====== TEXT EXTRACT ======

This September, the annual gathering will carry a special meaning—and not only because it is the 50th anniversary of the assassination. It comes after a Chilean judge has called new attention to the case of Ronni Karpen Moffitt, finalizing a 15-year judicial effort to bring long-overdue accountability for her death as a victim of the Pinochet regime’s ruthless repression, rather than as collateral damage in the regime’s effort to eliminate its leading international critic, Orlando Letelier. Fifty years after she was murdered, there is finally a degree of justice for Ronni Moffitt, and a significant step toward closure in the infamous Letelier-Moffitt case.

====== DATASET CONTENT ======

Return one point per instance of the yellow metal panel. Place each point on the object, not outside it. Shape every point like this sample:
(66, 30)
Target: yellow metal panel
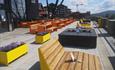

======

• **WORK INSTRUCTIONS**
1. According to the passage on the Letelier-Moffitt case, who was the Pinochet regime's leading international critic?
2. Extend the passage on the Letelier-Moffitt case, picking up right after its final sentence.
The listing has no connection to the passage on the Letelier-Moffitt case.

• **TASK ANSWERS**
1. Orlando Letelier.

2.
The Long Arc of Justice

Ronni Susan Karpen Moffitt was just 25 years old when a piece of shrapnel from the car bomb cut through her neck, as she and her husband, Michael, were commuting to work at the Institute for Policy Studies (IPS) with Orlando Letelier that fall morning 50 years ago. A Jersey girl—she was the daughter of Murray and Hilda Karpen, proud owners of Karpen’s Delicatessen in Passaic, where I once enjoyed a delicious knish—she had just been promoted to a fundraising position at IPS where she worked closely with cofounders Marcus Raskin and Richard Barnet. “Everyone loved Ronni, who used to babysit for me and my siblings,” Representative Jamie Raskin fondly remembered during a special ceremony at Sheridan Circle in 2023.

“My Aunt Ronni was music,” as her niece Rebecca Karpen recalled the highlights of her short life in an interview with The Nation. “She wanted to create an after-school music program for low-income kids of color. She got married in the backyard of her parents’ home in Passaic, New Jersey, where she walked down the aisle in a flower crown and posed inside the family deli food truck. She was kind, but not weak. She was just confident of her worth and unwilling to shrink herself to conform to outdated stereotypes of women’s roles in the workplace. I’ve been told that she didn’t take anyone’s shit!”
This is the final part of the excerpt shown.